----- Source -----

Pourtant, dans quelques dizaines de kilomètres, les eaux territoriales françaises laisseront la place aux eaux britanniques et cette réalité, à laquelle on ne prêtait plus attention, est devenue depuis quelques mois une grande source de préoccupation sur ces côtes de Bretagne.

Le Brexit va-t-il ériger un mur sur la Manche ?

Dans ce coin de l’ouest de la France, plusieurs activités et communautés risquent en effet de souffrir des conséquences du référendum du 23 juin 2016, à commencer par le secteur qui dépend le plus des courants de l’Atlantique.

La Bretagne est la première région de France pour la pêche, mais la moitié de ses navires travaillent dans les eaux britanniques. Au port de Lorient (le plus important du pays en termes de valeur de poisson capturé), cette situation devient particulièrement alarmante. Les armateurs qui font de la pêche hauturière – comme Scapêche, le plus important, qui emploie 250 marins et officiers – dépendent pour 80% de leur activité de la Zone économique exclusive (ZEE) du Royaume-Uni.

Au point que « faire sortir les activités hauturières des zones anglaises paraît tout à fait inconcevable », comme l’indiquait récemment au qutidien Les Echos le président de Scapêche, Sylvain Pruvost.

Mais si jusque-là, les chalutiers pouvaient naviguer dans les eaux britanniques grâce à la Politique commune de la pêche (PCP), l’un des programmes les plus aboutis de l’Union européenne (UE), désormais, l’heure est au questionnement : que va-t-il se passer lorsque Londres signera son départ officiel de l’UE ?

----- Données enregistrées -----

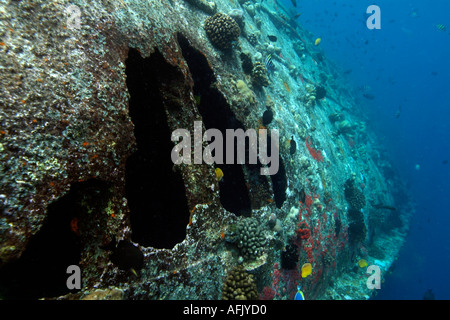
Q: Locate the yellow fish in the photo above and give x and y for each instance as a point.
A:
(306, 269)
(219, 174)
(362, 263)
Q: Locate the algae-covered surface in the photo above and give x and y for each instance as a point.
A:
(92, 92)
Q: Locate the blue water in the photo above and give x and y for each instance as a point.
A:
(405, 63)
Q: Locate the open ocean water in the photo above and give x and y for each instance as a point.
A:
(404, 67)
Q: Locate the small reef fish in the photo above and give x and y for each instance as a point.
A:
(362, 263)
(441, 27)
(306, 269)
(272, 38)
(299, 295)
(269, 63)
(267, 117)
(368, 96)
(219, 174)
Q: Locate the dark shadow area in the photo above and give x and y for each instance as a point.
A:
(155, 193)
(279, 180)
(41, 270)
(216, 114)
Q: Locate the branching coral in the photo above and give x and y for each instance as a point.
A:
(222, 30)
(249, 238)
(239, 285)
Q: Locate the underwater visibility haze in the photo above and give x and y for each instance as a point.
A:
(224, 149)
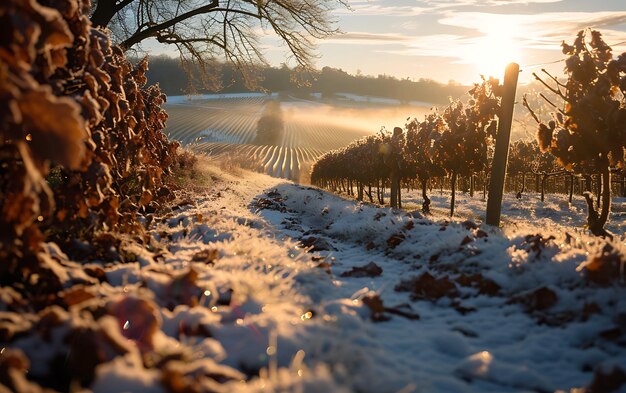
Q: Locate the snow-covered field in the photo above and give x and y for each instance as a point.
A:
(264, 285)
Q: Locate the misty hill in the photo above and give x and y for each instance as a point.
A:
(173, 80)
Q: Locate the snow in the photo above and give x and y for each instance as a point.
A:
(258, 314)
(188, 99)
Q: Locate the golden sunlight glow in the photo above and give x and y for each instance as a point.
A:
(491, 52)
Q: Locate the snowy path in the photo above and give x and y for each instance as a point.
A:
(253, 289)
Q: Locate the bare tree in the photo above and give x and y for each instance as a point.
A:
(205, 32)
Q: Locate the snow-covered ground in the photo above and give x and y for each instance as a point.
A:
(264, 285)
(186, 99)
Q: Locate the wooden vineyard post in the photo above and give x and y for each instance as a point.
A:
(501, 153)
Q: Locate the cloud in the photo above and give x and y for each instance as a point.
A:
(364, 38)
(370, 9)
(459, 3)
(538, 31)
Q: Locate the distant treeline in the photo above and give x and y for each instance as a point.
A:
(173, 80)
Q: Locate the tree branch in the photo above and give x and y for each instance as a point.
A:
(153, 30)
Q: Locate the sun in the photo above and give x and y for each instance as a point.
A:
(493, 50)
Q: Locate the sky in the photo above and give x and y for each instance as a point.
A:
(449, 40)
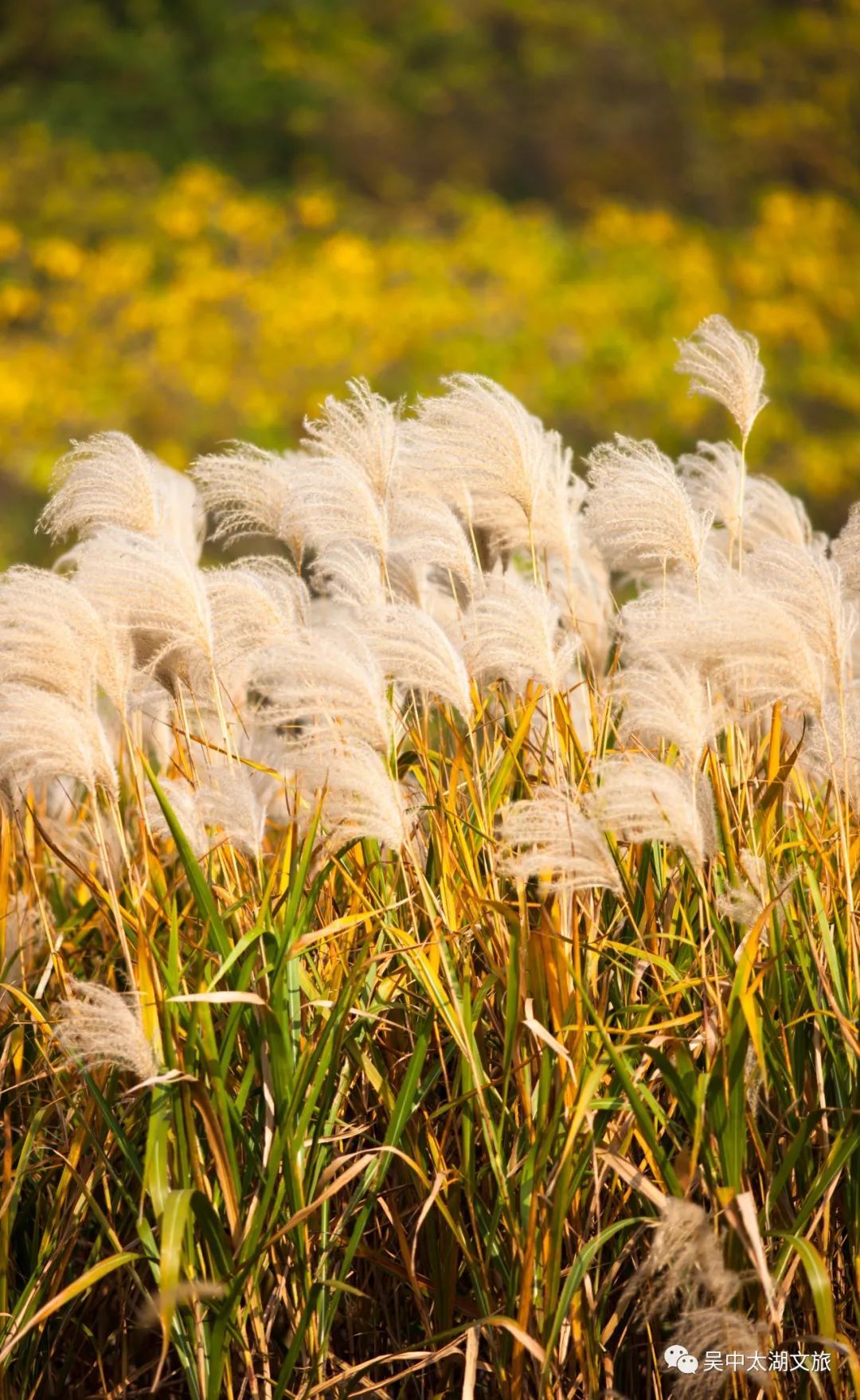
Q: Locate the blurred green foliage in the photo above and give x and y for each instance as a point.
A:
(674, 103)
(213, 213)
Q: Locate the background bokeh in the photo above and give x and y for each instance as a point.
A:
(212, 214)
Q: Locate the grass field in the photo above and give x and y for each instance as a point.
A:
(432, 951)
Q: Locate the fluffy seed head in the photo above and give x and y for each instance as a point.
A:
(99, 1025)
(725, 366)
(639, 511)
(513, 632)
(643, 800)
(549, 836)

-----

> [Consigne A]: Extrayez du texte sur la pêche bretonne et le Brexit le passage qui commence par « Pourtant, dans quelques » et se termine par « la Manche ? », sans y changer un seul mot.
> [Consigne B]: Filtrez les enregistrements pour ne garder que les lignes où figure le mot « fish », puis recopiez-les telles quelles.

> [Réponse complète A]:
Pourtant, dans quelques dizaines de kilomètres, les eaux territoriales françaises laisseront la place aux eaux britanniques et cette réalité, à laquelle on ne prêtait plus attention, est devenue depuis quelques mois une grande source de préoccupation sur ces côtes de Bretagne.

Le Brexit va-t-il ériger un mur sur la Manche ?

> [Réponse complète B]:
Q: Locate the yellow fish in the photo above and give x and y for each instance as a point.
Q: Locate the small reef fish in the photo above and give x and y for each instance as a point.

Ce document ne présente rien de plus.